DIRECTIONS FOR THIS TASK: Pull out every line of the records that holds the word "wall" and list them.

RECORDS PROVIDED:
--- Start ---
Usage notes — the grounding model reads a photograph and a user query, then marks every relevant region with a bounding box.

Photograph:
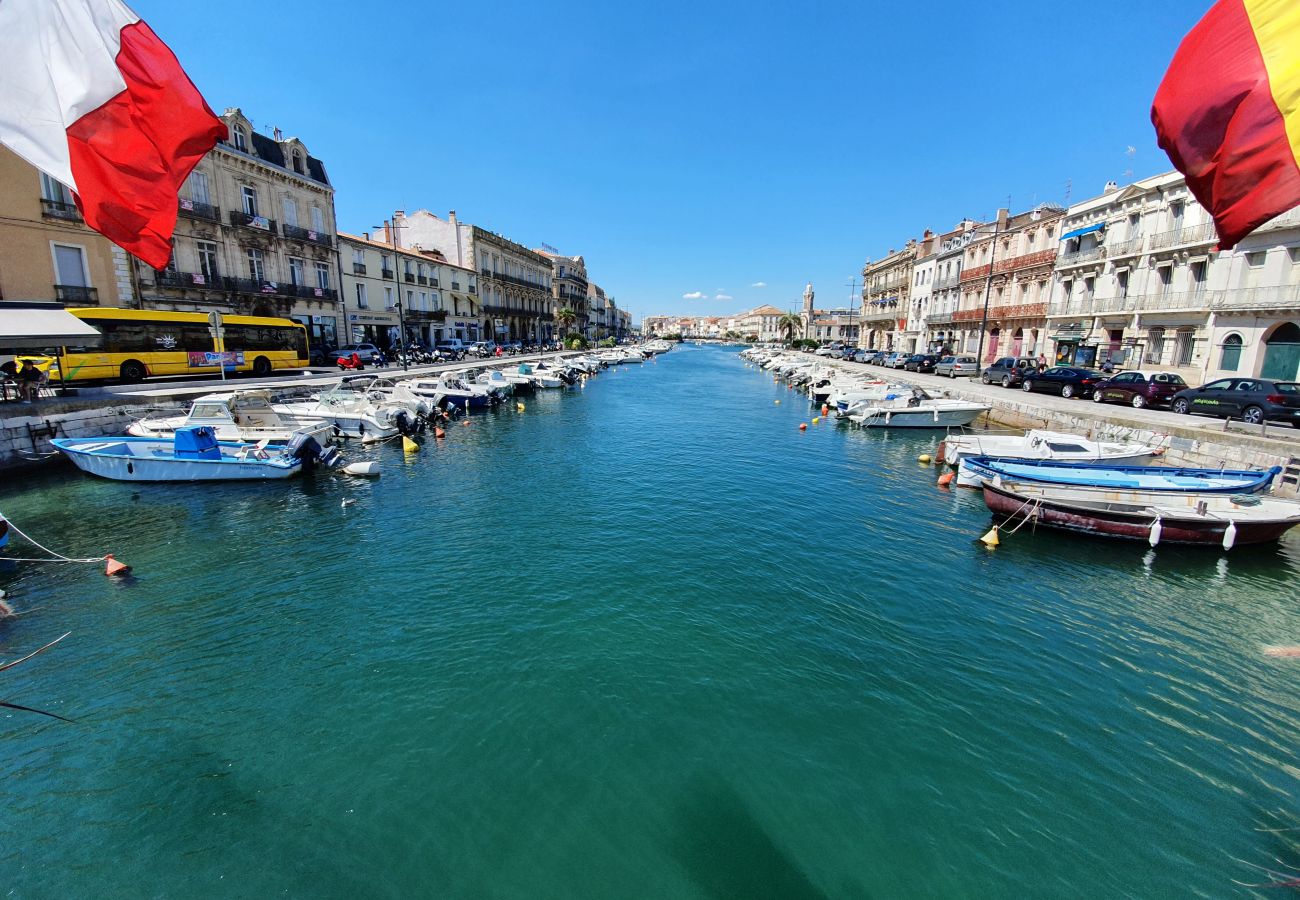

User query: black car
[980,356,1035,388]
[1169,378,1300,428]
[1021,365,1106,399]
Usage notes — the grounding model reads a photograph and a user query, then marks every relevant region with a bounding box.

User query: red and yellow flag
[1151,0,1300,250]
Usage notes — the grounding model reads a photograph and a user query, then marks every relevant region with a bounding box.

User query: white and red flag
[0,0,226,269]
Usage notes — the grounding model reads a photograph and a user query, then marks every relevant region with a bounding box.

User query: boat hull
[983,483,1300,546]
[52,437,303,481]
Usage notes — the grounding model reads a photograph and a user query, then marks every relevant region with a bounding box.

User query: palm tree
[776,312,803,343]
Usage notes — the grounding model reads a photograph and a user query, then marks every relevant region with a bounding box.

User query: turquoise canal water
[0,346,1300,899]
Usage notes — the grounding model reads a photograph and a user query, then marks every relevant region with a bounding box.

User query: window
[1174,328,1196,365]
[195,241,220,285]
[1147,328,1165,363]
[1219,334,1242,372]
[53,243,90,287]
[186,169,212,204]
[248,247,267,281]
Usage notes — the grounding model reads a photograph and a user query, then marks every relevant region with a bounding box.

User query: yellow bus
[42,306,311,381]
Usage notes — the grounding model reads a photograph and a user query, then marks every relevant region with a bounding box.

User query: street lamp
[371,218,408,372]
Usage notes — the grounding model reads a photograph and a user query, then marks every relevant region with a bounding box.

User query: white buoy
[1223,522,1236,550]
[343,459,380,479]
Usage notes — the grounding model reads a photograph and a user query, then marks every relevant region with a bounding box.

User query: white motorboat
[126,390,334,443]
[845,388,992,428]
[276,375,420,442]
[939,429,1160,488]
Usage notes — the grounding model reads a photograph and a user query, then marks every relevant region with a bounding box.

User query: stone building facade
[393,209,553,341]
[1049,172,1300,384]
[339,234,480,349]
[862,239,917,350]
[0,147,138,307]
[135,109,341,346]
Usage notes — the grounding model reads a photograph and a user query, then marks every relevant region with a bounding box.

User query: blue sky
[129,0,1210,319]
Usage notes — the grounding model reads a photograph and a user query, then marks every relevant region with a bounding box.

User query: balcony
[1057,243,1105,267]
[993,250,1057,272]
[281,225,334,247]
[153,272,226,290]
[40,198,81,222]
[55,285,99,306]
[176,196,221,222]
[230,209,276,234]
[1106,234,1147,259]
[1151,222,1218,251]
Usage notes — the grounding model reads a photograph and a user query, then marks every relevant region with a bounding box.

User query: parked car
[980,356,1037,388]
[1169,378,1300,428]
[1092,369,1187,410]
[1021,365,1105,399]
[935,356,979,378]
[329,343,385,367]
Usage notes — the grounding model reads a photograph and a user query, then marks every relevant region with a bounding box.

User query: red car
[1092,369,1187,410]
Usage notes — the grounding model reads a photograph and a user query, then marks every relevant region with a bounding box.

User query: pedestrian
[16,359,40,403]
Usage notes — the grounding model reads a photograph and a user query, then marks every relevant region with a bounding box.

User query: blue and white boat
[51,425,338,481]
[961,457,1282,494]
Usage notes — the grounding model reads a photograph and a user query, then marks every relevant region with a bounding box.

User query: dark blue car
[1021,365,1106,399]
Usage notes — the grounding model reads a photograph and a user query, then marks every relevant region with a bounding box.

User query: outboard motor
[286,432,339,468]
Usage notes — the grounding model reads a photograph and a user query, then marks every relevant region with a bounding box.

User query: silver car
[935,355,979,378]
--- End ---
--- Start ---
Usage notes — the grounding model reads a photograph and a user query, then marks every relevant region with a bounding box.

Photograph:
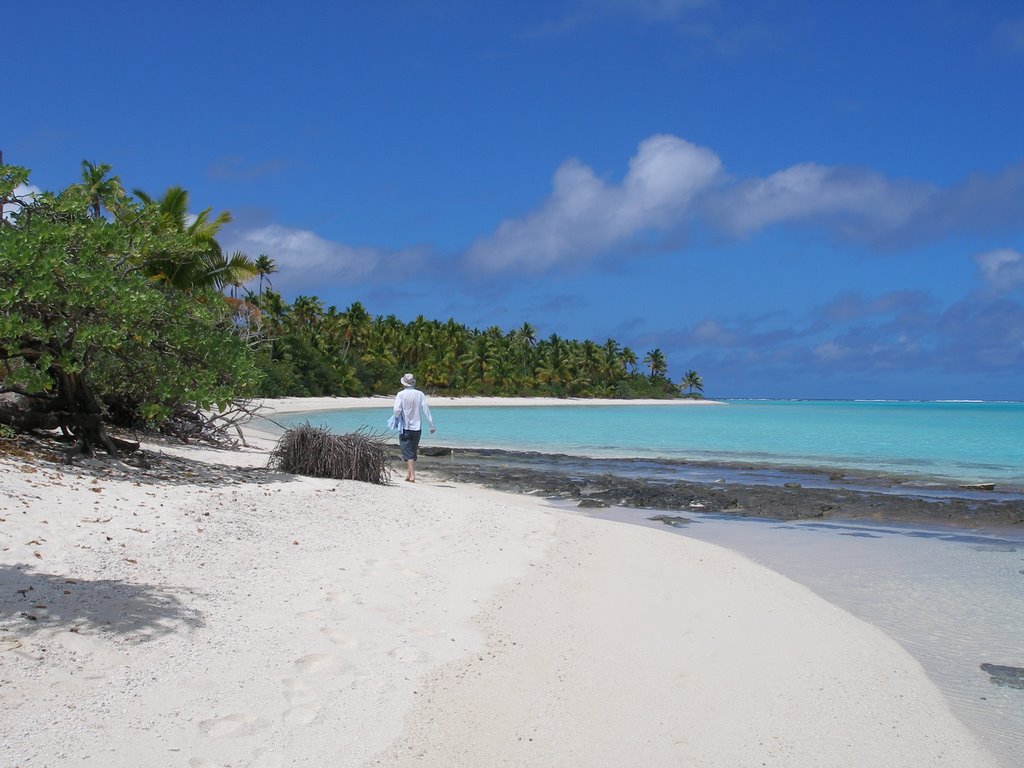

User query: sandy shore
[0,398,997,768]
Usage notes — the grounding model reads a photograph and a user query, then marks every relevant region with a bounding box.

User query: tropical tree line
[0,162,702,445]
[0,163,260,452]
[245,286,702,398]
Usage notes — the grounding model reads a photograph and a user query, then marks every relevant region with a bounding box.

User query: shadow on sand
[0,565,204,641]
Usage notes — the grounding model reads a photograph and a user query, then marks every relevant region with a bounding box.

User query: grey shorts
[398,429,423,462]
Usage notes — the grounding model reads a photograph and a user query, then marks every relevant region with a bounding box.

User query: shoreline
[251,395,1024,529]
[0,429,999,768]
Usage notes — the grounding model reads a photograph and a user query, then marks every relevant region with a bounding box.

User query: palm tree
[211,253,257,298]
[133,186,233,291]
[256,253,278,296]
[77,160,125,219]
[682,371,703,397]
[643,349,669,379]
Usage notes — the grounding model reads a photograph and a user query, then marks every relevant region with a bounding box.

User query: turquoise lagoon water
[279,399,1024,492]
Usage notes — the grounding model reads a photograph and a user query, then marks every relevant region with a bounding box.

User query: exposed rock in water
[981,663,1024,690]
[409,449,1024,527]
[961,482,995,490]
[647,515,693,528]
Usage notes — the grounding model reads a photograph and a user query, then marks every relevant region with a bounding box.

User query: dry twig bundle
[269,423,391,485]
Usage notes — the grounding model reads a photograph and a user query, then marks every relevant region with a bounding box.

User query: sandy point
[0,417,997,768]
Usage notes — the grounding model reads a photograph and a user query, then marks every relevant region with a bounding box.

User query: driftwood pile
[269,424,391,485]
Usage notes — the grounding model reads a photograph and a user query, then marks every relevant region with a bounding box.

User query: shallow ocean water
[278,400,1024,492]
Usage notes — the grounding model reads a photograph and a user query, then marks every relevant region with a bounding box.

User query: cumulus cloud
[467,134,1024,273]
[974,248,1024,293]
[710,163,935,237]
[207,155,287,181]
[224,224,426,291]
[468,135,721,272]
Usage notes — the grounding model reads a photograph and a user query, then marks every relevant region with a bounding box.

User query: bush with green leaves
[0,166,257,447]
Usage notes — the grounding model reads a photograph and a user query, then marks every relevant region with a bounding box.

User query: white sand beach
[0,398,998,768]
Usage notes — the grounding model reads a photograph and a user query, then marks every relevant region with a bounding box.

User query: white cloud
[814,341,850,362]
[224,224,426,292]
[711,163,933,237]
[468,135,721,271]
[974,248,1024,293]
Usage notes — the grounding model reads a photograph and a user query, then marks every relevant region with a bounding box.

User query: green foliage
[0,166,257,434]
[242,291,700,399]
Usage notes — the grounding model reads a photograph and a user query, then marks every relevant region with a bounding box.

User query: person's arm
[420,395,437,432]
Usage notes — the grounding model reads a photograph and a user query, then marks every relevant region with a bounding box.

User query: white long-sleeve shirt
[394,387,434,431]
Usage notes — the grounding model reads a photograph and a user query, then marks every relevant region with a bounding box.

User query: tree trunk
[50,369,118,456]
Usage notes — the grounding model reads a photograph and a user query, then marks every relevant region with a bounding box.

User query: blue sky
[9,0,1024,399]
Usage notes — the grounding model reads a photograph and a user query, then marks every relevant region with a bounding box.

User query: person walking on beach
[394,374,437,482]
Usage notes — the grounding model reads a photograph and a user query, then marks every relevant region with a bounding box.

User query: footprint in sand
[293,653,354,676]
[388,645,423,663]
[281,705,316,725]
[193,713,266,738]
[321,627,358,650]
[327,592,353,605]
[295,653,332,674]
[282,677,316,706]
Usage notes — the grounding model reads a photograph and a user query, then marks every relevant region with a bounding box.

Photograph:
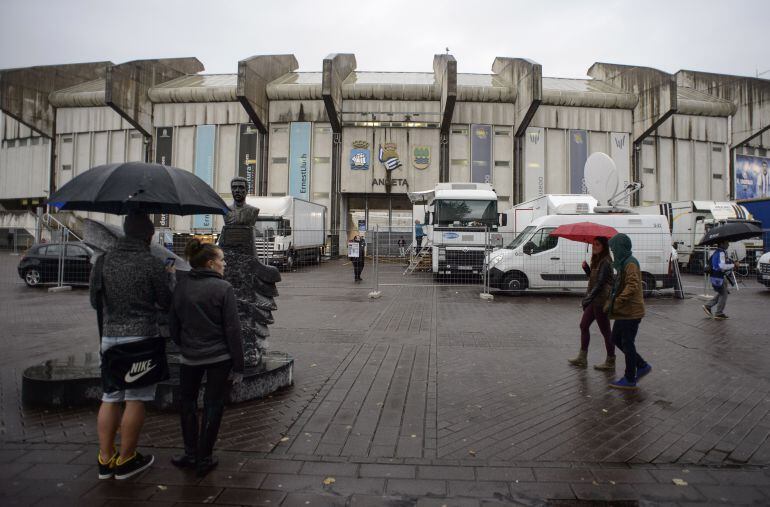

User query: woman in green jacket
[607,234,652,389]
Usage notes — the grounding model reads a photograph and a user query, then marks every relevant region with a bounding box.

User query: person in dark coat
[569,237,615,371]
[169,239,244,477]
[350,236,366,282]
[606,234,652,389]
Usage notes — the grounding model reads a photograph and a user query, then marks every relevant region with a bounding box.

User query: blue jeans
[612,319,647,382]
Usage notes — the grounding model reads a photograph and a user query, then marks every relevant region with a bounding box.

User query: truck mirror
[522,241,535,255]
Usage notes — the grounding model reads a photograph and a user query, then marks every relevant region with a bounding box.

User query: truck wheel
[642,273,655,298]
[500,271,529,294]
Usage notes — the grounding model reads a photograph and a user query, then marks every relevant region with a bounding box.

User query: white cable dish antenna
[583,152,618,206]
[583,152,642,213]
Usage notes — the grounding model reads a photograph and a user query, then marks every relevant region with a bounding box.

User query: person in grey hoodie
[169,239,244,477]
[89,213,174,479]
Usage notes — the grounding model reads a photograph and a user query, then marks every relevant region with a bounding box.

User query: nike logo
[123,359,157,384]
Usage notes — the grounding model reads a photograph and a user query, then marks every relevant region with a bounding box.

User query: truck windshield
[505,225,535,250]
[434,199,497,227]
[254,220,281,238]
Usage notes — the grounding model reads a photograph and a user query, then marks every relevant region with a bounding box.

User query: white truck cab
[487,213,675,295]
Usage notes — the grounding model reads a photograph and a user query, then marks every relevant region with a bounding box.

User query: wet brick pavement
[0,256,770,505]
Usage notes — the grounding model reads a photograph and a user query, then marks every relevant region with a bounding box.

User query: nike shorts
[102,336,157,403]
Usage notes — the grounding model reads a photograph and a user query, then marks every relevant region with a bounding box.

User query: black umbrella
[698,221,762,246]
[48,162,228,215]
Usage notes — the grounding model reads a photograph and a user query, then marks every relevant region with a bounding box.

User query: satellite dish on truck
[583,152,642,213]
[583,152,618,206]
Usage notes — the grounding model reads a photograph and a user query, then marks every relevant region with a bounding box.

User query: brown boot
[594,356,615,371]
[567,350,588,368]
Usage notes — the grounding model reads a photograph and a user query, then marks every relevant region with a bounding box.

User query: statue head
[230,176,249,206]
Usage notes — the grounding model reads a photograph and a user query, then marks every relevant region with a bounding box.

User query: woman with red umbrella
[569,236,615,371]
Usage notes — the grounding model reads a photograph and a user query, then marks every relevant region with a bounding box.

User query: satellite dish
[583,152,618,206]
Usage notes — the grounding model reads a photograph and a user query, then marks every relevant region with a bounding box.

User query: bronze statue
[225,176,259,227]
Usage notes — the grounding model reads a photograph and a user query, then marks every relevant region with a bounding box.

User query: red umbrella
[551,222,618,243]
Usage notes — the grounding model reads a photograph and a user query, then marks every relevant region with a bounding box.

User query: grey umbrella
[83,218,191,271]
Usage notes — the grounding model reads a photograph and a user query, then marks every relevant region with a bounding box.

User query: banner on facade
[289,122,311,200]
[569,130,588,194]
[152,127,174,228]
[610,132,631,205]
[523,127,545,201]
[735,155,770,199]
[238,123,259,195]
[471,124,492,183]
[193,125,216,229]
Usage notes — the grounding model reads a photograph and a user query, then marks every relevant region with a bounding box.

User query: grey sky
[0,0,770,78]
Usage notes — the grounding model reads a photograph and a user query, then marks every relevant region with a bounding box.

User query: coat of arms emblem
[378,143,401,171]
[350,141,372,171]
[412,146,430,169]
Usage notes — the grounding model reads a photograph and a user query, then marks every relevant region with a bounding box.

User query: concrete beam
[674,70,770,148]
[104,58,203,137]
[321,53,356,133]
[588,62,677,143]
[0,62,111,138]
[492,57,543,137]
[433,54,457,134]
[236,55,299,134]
--- End ---
--- Start ---
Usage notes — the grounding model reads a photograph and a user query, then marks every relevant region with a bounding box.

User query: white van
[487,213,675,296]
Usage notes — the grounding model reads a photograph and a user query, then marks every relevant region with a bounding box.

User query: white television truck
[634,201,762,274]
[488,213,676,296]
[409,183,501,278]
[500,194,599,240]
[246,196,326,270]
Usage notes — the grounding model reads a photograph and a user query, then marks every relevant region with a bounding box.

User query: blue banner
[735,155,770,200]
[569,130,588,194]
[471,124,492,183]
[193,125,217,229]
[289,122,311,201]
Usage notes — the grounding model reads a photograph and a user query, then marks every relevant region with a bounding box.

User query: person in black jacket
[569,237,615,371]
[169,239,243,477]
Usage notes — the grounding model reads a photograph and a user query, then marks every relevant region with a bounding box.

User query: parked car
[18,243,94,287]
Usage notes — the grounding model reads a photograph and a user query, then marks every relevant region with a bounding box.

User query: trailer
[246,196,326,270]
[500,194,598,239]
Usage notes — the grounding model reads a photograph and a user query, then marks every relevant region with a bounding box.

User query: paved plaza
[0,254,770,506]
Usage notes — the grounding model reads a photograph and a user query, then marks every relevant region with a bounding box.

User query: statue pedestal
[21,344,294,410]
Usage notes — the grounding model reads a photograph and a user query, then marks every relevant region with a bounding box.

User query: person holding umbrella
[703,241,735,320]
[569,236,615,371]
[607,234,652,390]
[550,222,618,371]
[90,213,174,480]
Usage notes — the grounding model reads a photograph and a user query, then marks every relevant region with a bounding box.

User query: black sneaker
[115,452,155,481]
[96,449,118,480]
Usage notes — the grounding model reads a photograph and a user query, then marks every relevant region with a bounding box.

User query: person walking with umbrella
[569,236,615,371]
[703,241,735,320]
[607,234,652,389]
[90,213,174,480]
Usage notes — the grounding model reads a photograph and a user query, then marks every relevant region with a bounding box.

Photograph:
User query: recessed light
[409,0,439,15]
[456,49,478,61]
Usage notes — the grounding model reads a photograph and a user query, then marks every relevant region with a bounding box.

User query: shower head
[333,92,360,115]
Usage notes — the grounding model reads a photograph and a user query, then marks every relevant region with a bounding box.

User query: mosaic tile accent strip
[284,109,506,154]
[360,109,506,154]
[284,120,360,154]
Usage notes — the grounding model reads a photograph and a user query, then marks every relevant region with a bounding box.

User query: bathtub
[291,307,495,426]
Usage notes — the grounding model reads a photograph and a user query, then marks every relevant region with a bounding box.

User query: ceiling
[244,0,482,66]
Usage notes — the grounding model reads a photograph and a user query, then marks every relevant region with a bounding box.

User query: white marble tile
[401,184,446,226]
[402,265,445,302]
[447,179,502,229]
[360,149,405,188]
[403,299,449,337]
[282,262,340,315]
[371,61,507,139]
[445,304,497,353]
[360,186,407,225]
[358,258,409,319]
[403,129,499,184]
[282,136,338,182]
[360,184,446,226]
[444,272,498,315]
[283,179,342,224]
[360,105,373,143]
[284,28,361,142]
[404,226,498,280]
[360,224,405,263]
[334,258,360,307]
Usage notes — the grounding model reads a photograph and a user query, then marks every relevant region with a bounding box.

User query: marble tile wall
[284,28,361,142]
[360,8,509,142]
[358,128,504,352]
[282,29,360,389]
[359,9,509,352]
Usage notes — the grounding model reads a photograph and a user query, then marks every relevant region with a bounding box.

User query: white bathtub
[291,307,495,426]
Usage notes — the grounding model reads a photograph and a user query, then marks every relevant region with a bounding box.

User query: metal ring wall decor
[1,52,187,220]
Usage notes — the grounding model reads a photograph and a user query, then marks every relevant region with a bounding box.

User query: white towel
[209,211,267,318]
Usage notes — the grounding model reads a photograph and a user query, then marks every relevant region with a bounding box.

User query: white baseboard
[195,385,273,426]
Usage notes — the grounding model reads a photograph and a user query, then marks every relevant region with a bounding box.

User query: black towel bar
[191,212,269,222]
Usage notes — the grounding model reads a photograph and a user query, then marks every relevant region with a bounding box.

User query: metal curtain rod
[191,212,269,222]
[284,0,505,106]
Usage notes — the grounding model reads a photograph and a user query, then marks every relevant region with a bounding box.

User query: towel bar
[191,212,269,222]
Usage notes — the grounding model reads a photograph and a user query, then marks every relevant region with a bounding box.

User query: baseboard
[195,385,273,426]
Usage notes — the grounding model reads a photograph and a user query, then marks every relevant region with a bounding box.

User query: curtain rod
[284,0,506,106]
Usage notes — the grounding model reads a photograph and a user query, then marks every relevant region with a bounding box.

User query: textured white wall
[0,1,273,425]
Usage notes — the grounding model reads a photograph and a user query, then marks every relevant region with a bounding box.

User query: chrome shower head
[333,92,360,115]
--- End ---
SOLUTION TO THE EXERCISE:
User query: marble tile wall
User query: metal ring wall decor
User query: textured white wall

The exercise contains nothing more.